INSTRUKSI YANG DIBERIKAN 1:
Kumpulkan setiap baris dalam daftar di bawah ini yang memuat kata "house".

____ KUTIPAN TEKS

Selasa, 7 Oktober 2025

Cerita Dari Roma: Melawan Hukum Alam

Musim di Eropa menjadi bahasan antara Hermawi Taslim dan Putut Prabantoro yang ditemani beberapa rohaniwan Indonesia yang belajar Roma.

Editor: Y Gustaman
Dokuemntasi Penulis
Hermawi Taslim, Ketua Forum Komunikasi Alumni Perhimpunan Mahasiswa Katolik Indonesia (Forkoma PMKRI) di depan banner NOSTRA AETATE (Zaman Kita), yang terletak di Universitas Gregoriana, Roma, Senin (26/10/2015). 

Dari tanggal 24 -31 Oktober 2015, Hermawi Franziskus Taslim - Ketua Forum Komunikasi Alumni Perhimpunan Mahasiswa Katolik Indonesia (FORKOMA PMKRI) dan AM Putut Prabantoro – Ketua Gerakan Ekayastra Unmada (Semangat Satu Bangsa) mengunjungi Italia. Kunjungan itu terutamanya untuk menghadiri Konferensi Internasional di Universitas Gregoriana, Roma, Italia dalam perayaan peringatan 50 Tahun diluncurkannya dokumen Nostra Aetate oleh mendiang Paus Paulus VI. Nostra Aetate adalah dokumen independen Konsili Vatikan II yang menjelaskan keterbukaan Gereja Katolik dalam hubungannya dengan Agama NonKristiani. Inilah beberapa catatan kunjungan mereka.

________
____ KUTIPAN DAFTAR

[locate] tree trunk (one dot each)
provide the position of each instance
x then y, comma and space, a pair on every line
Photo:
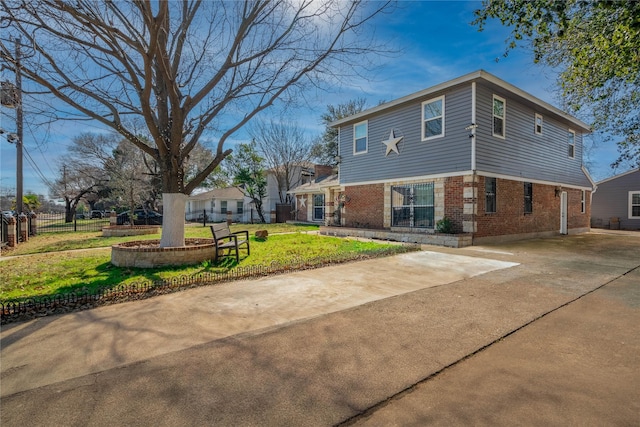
173, 205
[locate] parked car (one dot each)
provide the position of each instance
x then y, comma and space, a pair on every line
140, 217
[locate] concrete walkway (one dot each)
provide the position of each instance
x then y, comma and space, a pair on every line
538, 332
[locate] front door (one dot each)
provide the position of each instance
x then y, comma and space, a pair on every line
563, 213
318, 207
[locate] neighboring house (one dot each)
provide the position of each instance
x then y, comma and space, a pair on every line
496, 161
311, 198
216, 203
616, 202
299, 174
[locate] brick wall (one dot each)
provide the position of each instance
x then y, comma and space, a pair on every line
365, 206
510, 218
454, 201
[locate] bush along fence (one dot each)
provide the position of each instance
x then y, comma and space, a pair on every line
17, 310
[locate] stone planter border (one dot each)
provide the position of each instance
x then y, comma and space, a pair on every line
140, 254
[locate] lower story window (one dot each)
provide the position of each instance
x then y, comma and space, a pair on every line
634, 204
412, 205
318, 207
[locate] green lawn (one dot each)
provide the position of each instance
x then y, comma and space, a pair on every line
51, 270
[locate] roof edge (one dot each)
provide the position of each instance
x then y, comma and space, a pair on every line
476, 75
620, 175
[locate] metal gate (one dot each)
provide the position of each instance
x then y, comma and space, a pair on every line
284, 212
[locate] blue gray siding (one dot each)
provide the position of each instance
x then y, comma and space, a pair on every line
522, 153
611, 199
450, 153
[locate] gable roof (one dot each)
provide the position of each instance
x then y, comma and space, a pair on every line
467, 78
228, 193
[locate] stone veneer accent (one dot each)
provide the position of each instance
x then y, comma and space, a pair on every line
448, 240
137, 254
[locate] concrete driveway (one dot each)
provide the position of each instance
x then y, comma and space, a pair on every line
540, 332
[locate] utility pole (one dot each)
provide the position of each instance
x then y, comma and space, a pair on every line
19, 178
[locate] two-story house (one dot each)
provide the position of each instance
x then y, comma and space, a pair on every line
495, 161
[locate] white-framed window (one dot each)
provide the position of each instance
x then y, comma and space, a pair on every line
538, 124
433, 118
412, 205
634, 204
571, 137
360, 137
499, 115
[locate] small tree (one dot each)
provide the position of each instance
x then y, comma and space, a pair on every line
248, 170
285, 150
325, 148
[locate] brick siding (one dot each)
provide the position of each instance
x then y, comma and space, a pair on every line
365, 206
454, 201
510, 218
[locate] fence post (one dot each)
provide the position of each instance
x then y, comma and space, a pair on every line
11, 232
33, 223
24, 228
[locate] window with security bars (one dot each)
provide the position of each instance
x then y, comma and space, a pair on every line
634, 204
412, 205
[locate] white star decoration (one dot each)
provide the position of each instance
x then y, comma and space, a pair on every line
392, 143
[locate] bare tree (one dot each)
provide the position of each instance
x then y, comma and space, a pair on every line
286, 150
325, 147
77, 181
185, 68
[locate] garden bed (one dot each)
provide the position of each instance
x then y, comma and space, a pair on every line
149, 254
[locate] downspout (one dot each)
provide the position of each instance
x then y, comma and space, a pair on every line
473, 161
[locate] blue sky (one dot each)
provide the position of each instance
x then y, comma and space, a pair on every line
435, 43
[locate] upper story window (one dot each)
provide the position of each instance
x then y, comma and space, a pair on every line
499, 112
433, 118
572, 144
634, 204
360, 132
538, 124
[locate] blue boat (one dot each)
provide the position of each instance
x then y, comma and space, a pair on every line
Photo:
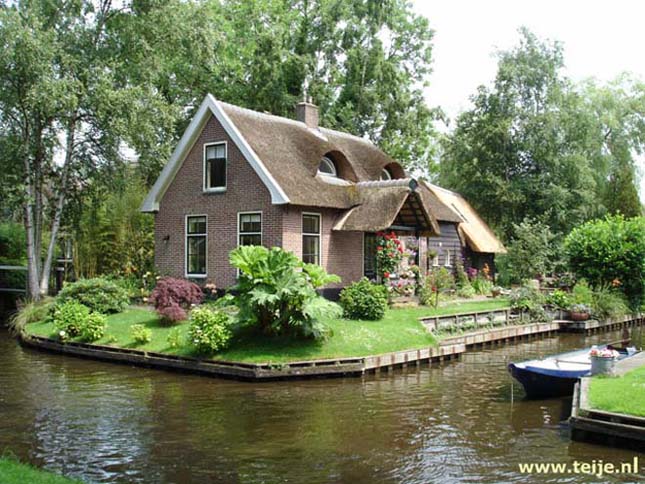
555, 376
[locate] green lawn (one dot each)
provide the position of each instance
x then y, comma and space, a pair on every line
398, 330
14, 472
624, 394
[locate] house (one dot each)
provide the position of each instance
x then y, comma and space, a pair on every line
240, 177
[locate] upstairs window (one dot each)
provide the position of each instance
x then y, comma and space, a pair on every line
327, 167
311, 238
250, 232
196, 246
215, 167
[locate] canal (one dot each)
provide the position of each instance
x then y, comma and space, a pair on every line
461, 422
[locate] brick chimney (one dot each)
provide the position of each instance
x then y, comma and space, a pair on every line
307, 113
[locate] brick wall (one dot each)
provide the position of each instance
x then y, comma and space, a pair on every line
342, 252
245, 192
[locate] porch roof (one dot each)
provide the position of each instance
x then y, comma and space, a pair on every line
389, 205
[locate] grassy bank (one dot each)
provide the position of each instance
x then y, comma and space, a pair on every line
14, 472
625, 394
398, 330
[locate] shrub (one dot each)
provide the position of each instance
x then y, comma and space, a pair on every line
277, 292
526, 299
559, 299
466, 291
364, 300
174, 338
481, 285
209, 330
531, 252
608, 302
69, 318
173, 297
610, 251
30, 312
140, 334
98, 294
437, 281
582, 293
94, 327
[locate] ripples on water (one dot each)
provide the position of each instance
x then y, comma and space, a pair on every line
461, 422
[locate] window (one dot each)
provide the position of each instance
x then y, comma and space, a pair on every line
327, 167
311, 238
250, 229
196, 246
215, 167
369, 255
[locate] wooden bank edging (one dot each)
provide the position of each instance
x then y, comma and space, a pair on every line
249, 371
448, 349
599, 426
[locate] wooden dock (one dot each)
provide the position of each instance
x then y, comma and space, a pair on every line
601, 427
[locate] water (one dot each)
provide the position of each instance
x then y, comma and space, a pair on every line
461, 422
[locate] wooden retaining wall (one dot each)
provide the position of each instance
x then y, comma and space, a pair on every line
450, 347
601, 427
592, 326
249, 371
508, 333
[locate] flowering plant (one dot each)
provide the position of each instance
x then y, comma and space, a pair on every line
603, 352
389, 253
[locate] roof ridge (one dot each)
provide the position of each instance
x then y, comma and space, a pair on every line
296, 122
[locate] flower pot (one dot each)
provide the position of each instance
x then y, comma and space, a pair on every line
602, 365
576, 316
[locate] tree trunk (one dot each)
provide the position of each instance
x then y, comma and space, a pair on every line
58, 214
32, 257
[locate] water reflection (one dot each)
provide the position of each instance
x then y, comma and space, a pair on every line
464, 421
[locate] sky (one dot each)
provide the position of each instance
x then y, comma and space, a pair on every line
601, 39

________

INSTRUKSI YANG DIBERIKAN 2:
Tuliskan lanjutan tulisan tentang kunjungan ke Roma di atas, mulai setelah kalimat terakhirnya.

JAWABAN TUGAS 1:
[locate] neighboring house (one dot each)
[locate] two-story house (one dot each)
[locate] house (one dot each)

JAWABAN TUGAS 2:
Tanpa direncana, kehadiran mereka berdua di Italia menandai datangnya musim gugur (autumn), setelah musim panas (summer) dan sebelum musim salju atau dingin (winter). Sebutan musim gugur diberikan karena kehendak alam, berguguran daun-daun yang senantiasa membuat kotor kota berhiaskan pohon-pohon besar. Itu terjadi setiap tahun sejak beribu-ribu tahun lamanya.

Hanya saja karena di Indonesia hanya ada dua musim yakni hujan dan kemarau, orang-orang tropis seperti Indonesia menerjemahkan autumn sebagai musim dingin mengingat udaranya yang mulai mendingin sekalipun matahari bersinar terang. Dan sebagai konsekuensinya, musim winter disebut dengan istilah musim salju yang dingin udaranya melebihi musim autumn itu sendiri dan suhunya bisa mencapai di bawah nol derajat. Bahkan jika musim salju ekstrem tiba, di beberapa belahan dunia suhu bisa mencapai minus 40 derajat dan tidak sedikit warga setempat menjadi korban.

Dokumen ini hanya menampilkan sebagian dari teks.